- Material provided -
====================

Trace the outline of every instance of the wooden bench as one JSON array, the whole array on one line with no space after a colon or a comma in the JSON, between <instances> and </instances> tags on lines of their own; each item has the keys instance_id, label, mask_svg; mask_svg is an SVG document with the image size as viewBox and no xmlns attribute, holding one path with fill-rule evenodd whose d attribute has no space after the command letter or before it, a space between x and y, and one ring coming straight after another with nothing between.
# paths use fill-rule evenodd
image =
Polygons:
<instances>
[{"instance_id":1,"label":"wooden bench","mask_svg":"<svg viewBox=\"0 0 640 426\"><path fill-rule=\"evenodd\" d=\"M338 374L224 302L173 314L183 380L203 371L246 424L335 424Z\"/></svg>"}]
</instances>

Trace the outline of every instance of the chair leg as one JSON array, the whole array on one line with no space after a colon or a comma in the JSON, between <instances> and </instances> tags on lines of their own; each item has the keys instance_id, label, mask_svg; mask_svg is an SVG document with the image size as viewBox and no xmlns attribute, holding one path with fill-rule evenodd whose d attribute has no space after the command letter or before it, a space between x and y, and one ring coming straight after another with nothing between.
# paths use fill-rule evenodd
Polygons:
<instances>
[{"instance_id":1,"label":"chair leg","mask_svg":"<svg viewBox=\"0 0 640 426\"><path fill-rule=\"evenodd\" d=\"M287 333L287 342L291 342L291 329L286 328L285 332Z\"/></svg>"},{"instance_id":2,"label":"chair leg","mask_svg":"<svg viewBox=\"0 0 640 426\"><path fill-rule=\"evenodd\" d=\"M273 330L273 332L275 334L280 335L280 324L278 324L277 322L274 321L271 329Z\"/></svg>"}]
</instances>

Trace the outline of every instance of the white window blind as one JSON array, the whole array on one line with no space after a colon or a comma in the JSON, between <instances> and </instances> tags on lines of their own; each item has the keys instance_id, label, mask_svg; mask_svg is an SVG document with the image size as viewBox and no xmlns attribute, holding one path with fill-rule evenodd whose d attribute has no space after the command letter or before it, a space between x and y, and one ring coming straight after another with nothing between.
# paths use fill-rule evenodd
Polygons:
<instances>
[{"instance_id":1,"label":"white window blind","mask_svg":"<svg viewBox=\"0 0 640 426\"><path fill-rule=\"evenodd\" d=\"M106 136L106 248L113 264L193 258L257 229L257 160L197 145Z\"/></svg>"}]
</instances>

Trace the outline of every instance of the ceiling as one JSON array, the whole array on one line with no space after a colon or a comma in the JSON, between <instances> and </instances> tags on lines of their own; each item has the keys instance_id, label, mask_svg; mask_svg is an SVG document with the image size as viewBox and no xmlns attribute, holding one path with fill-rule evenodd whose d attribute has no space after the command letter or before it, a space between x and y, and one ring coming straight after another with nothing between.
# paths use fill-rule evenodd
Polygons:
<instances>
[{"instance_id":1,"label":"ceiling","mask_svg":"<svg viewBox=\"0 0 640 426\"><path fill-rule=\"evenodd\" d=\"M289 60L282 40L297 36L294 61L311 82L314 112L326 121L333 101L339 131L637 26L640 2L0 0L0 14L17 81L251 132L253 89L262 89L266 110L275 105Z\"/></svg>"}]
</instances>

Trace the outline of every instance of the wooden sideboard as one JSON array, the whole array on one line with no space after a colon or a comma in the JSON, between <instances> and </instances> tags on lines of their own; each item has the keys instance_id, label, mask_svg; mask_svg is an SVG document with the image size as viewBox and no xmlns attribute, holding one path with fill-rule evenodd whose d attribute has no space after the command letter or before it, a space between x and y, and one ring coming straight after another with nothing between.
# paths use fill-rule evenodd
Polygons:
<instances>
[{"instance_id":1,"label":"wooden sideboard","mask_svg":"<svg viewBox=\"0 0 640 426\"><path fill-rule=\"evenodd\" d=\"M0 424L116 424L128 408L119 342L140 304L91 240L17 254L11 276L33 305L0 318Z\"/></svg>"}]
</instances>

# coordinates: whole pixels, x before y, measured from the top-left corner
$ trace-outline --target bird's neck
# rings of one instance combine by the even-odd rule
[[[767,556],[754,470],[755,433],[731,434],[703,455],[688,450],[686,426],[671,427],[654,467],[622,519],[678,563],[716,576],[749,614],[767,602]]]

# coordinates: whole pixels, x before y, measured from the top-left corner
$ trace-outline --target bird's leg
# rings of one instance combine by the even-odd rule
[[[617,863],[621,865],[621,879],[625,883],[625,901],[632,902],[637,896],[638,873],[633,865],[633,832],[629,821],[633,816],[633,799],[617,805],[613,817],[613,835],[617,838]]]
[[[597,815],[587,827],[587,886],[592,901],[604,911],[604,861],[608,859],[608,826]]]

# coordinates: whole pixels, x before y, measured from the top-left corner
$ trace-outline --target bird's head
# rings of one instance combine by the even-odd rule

====================

- What this task involves -
Among the lines of the data above, find those with the word "target" and show them.

- Your solution -
$ trace-outline --target bird's neck
$ trace-outline --target bird's leg
$ trace-outline --target bird's head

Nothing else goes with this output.